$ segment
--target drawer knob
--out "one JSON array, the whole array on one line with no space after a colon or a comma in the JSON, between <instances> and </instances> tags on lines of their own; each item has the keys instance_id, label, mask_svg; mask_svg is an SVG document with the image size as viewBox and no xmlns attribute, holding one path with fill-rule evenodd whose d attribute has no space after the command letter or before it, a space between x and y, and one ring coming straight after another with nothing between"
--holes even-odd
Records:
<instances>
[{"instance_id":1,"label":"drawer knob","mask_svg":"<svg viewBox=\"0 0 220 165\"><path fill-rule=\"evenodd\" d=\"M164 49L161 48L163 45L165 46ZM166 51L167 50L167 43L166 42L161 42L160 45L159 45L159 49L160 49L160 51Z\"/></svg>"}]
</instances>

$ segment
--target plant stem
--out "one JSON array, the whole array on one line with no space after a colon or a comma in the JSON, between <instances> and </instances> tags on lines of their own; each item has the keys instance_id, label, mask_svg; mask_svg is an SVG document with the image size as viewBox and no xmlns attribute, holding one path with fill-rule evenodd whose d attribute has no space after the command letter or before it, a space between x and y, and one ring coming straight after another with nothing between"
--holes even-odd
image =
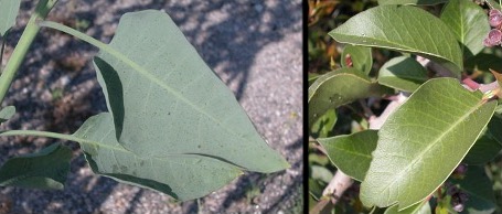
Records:
<instances>
[{"instance_id":1,"label":"plant stem","mask_svg":"<svg viewBox=\"0 0 502 214\"><path fill-rule=\"evenodd\" d=\"M67 135L67 133L56 133L56 132L51 132L51 131L38 131L38 130L7 130L7 131L0 131L0 136L36 136L36 137L46 137L46 138L56 138L56 139L62 139L62 140L70 140L74 142L81 143L81 146L84 145L89 145L94 147L102 147L102 148L108 148L113 150L120 150L125 152L130 152L121 147L114 147L109 146L106 143L100 143L94 140L89 140L86 138L77 137L74 135Z\"/></svg>"},{"instance_id":2,"label":"plant stem","mask_svg":"<svg viewBox=\"0 0 502 214\"><path fill-rule=\"evenodd\" d=\"M47 138L57 138L63 140L71 140L75 142L81 142L82 138L77 138L72 135L56 133L50 131L38 131L38 130L7 130L0 132L0 136L36 136L36 137L47 137Z\"/></svg>"},{"instance_id":3,"label":"plant stem","mask_svg":"<svg viewBox=\"0 0 502 214\"><path fill-rule=\"evenodd\" d=\"M40 26L36 24L36 21L44 20L56 2L57 0L40 0L36 4L35 12L31 15L30 21L28 21L26 28L24 29L21 39L19 39L9 62L7 62L6 69L0 76L0 104L3 101L3 98L12 84L12 79L24 60L31 43L33 43L33 40L40 31Z\"/></svg>"},{"instance_id":4,"label":"plant stem","mask_svg":"<svg viewBox=\"0 0 502 214\"><path fill-rule=\"evenodd\" d=\"M7 34L9 34L9 31L3 35L0 36L0 40L2 40L2 47L0 49L0 73L2 72L2 61L3 61L3 50L6 49L6 38Z\"/></svg>"}]
</instances>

--- --- ---

# [Goal]
Repeat each record exactly, with the pictures left out.

# [The answer]
$ segment
--target drawer knob
--out "one JSON array, the whole array on one line with no space after a colon or a comma in the JSON, between <instances> and </instances> tags on lines of their own; each item has the keys instance_id, label, mask_svg; mask_svg is an SVG document with the image size as viewBox and no xmlns attribute, holding one path with fill-rule evenodd whose d attribute has no space after the command letter or before it, a space between x and y, and one ring coming straight after another with nothing between"
--holes even-odd
Records:
<instances>
[{"instance_id":1,"label":"drawer knob","mask_svg":"<svg viewBox=\"0 0 220 165\"><path fill-rule=\"evenodd\" d=\"M164 49L161 48L163 45L165 46ZM166 51L167 50L167 43L166 42L161 42L160 45L159 45L159 49L160 49L160 51Z\"/></svg>"}]
</instances>

$ segment
--target plant stem
--out "one JSON array, the whole array on one line with no space after a colon or a comma in the JSON, between <instances> and </instances> tags on lines of their own; each item has the keys instance_id, label, mask_svg; mask_svg is an SVG document with the image size as viewBox and no xmlns attribute, holding one path with fill-rule evenodd whose d attribute has no space after the command letter or before it, a space between x and y, and one ring coming straight after another with nothing between"
--holes even-odd
image =
Records:
<instances>
[{"instance_id":1,"label":"plant stem","mask_svg":"<svg viewBox=\"0 0 502 214\"><path fill-rule=\"evenodd\" d=\"M67 135L67 133L56 133L56 132L51 132L51 131L38 131L38 130L7 130L7 131L0 131L0 136L36 136L36 137L46 137L46 138L56 138L56 139L62 139L62 140L70 140L74 142L81 143L81 146L84 145L89 145L94 147L102 147L102 148L108 148L113 150L120 150L125 152L130 152L121 147L114 147L109 146L106 143L100 143L94 140L89 140L86 138L77 137L74 135Z\"/></svg>"},{"instance_id":2,"label":"plant stem","mask_svg":"<svg viewBox=\"0 0 502 214\"><path fill-rule=\"evenodd\" d=\"M47 138L57 138L63 140L71 140L75 142L81 142L82 138L77 138L72 135L56 133L50 131L38 131L38 130L7 130L0 132L0 136L36 136L36 137L47 137Z\"/></svg>"},{"instance_id":3,"label":"plant stem","mask_svg":"<svg viewBox=\"0 0 502 214\"><path fill-rule=\"evenodd\" d=\"M40 26L36 24L36 21L44 20L56 2L57 0L40 0L36 4L35 12L31 15L30 21L28 21L26 28L24 29L21 39L19 39L9 62L7 62L6 69L0 76L0 104L3 101L3 98L12 84L12 79L24 60L31 43L33 43L33 40L40 31Z\"/></svg>"},{"instance_id":4,"label":"plant stem","mask_svg":"<svg viewBox=\"0 0 502 214\"><path fill-rule=\"evenodd\" d=\"M7 34L9 34L9 31L3 35L0 36L0 40L2 40L2 47L0 49L0 73L2 72L2 61L3 61L3 50L6 49L6 38Z\"/></svg>"}]
</instances>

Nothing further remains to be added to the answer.